====== Data shown ======

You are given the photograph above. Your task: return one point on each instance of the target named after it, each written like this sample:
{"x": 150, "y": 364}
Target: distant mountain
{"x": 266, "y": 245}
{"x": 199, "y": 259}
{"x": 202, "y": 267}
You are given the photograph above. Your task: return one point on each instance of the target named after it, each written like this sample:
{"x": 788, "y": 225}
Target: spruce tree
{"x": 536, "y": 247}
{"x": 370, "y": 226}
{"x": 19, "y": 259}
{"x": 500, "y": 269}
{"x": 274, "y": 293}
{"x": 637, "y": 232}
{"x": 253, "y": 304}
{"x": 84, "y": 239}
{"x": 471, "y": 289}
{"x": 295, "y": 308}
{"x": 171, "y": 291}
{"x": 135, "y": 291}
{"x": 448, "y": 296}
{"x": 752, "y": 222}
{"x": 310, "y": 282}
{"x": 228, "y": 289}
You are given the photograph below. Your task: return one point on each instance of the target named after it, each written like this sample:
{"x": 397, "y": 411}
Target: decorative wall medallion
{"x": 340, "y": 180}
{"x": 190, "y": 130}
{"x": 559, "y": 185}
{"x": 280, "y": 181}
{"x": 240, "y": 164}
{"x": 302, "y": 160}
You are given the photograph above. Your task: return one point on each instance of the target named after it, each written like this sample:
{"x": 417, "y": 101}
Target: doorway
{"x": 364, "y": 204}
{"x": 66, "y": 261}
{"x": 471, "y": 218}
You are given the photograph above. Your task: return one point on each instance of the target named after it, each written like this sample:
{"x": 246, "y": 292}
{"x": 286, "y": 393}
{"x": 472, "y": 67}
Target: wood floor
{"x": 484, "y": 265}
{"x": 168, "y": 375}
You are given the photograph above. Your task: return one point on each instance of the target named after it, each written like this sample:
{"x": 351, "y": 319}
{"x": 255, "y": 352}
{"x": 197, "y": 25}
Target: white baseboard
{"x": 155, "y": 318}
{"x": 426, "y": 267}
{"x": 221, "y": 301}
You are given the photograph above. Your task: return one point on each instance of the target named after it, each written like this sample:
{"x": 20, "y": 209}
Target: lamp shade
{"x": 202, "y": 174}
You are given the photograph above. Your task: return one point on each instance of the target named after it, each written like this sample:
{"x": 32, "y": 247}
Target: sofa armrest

======

** Activity **
Reproduce the entire listing above exactly, leaving nothing out.

** Response box **
You are given the photograph above. Your task: return one point on each instance of the target named after it, each written like this sample:
{"x": 150, "y": 364}
Target: distant mountain
{"x": 266, "y": 245}
{"x": 199, "y": 259}
{"x": 202, "y": 267}
You are given the photograph above. Your task: return one point on each instance of the target named after it, each written like this sample:
{"x": 788, "y": 225}
Target: spruce tree
{"x": 536, "y": 247}
{"x": 370, "y": 226}
{"x": 19, "y": 259}
{"x": 500, "y": 269}
{"x": 274, "y": 293}
{"x": 637, "y": 232}
{"x": 253, "y": 304}
{"x": 84, "y": 239}
{"x": 471, "y": 289}
{"x": 295, "y": 308}
{"x": 171, "y": 291}
{"x": 135, "y": 291}
{"x": 448, "y": 296}
{"x": 752, "y": 222}
{"x": 310, "y": 282}
{"x": 228, "y": 289}
You are given the photograph below. Your task: return one point on each instance of the target named after it, each written like this sample:
{"x": 397, "y": 411}
Target: decorative wall medallion
{"x": 340, "y": 180}
{"x": 190, "y": 130}
{"x": 559, "y": 185}
{"x": 280, "y": 181}
{"x": 240, "y": 164}
{"x": 302, "y": 160}
You are given the photograph above. Your task: return one point on each instance of the target named after it, each written like this sample:
{"x": 417, "y": 101}
Target: doorway
{"x": 364, "y": 204}
{"x": 66, "y": 261}
{"x": 471, "y": 218}
You are given the photograph above. Your task: return one point on each instance of the target named after it, each written like this sample:
{"x": 246, "y": 292}
{"x": 286, "y": 393}
{"x": 472, "y": 67}
Target: wood floor
{"x": 484, "y": 265}
{"x": 168, "y": 375}
You are given the photograph above. Your task: return one point on each instance of the target named after it, each written like this sample:
{"x": 351, "y": 319}
{"x": 255, "y": 352}
{"x": 197, "y": 25}
Target: white baseboard
{"x": 155, "y": 318}
{"x": 426, "y": 267}
{"x": 221, "y": 301}
You are given the photograph above. Your task: return one point on each instance of the target named after it, each written like this sample:
{"x": 20, "y": 209}
Target: lamp shade
{"x": 202, "y": 174}
You are given the photograph above. Your task: return one point on each instance of the target named after it, each written like this sample:
{"x": 32, "y": 247}
Target: sofa armrest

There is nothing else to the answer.